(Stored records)

::::

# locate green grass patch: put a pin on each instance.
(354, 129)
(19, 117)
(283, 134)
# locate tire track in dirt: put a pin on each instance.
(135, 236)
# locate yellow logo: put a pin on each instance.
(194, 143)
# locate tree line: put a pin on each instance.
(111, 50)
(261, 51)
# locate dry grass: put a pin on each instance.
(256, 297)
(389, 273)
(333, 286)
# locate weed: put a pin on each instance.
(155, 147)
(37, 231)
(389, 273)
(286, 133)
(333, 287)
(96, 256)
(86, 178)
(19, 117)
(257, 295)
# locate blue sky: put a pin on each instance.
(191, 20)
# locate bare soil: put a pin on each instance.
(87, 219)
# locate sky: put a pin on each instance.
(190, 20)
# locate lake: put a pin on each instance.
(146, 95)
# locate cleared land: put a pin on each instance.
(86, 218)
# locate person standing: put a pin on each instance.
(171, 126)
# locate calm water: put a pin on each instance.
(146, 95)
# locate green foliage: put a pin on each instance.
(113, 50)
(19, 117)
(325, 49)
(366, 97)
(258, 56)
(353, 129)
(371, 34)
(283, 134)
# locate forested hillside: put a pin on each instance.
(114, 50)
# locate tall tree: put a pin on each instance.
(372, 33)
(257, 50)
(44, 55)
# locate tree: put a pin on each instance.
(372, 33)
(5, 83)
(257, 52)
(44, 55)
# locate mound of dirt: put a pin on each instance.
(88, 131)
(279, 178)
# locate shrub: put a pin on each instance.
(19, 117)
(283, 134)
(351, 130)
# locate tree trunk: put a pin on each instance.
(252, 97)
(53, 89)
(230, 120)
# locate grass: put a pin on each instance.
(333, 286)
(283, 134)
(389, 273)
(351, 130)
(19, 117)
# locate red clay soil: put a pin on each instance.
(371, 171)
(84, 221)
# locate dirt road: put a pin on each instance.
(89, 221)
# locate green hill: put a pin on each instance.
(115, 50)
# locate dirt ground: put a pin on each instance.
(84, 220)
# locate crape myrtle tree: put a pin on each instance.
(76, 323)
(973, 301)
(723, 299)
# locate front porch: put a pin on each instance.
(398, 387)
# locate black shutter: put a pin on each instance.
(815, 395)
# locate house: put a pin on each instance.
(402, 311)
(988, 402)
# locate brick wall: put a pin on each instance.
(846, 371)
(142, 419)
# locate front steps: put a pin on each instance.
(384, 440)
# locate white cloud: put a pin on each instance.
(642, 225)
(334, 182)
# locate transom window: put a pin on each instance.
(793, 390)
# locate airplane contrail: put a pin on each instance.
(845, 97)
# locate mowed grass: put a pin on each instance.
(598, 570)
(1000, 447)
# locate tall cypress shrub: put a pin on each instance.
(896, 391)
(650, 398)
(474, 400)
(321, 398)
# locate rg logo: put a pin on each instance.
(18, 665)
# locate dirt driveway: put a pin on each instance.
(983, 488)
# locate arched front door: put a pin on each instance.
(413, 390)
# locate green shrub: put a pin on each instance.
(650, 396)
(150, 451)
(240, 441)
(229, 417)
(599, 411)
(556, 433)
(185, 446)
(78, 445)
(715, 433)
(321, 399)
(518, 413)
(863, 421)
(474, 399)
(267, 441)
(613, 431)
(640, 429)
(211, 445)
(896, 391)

::::

Give back exactly the lines from the line containing "# locate airplane" to the end of the entries, and no other lines.

# locate airplane contrail: put a pin on each instance.
(845, 97)
# locate mowed grass: put a pin on each instance.
(598, 570)
(1000, 447)
# locate tall cypress shrub: put a pin on each instance.
(896, 391)
(650, 398)
(474, 400)
(321, 398)
# locate rg logo: put a pin on each instance.
(18, 665)
# locate dirt driveway: put a pin on each instance.
(983, 488)
# locate arched front door: put a pin on each instance.
(413, 390)
# locate green shrub: put a pin on each instance.
(650, 396)
(150, 451)
(240, 441)
(229, 417)
(599, 411)
(556, 433)
(185, 446)
(78, 445)
(715, 433)
(321, 399)
(518, 413)
(863, 421)
(474, 399)
(267, 441)
(613, 431)
(640, 429)
(211, 445)
(896, 391)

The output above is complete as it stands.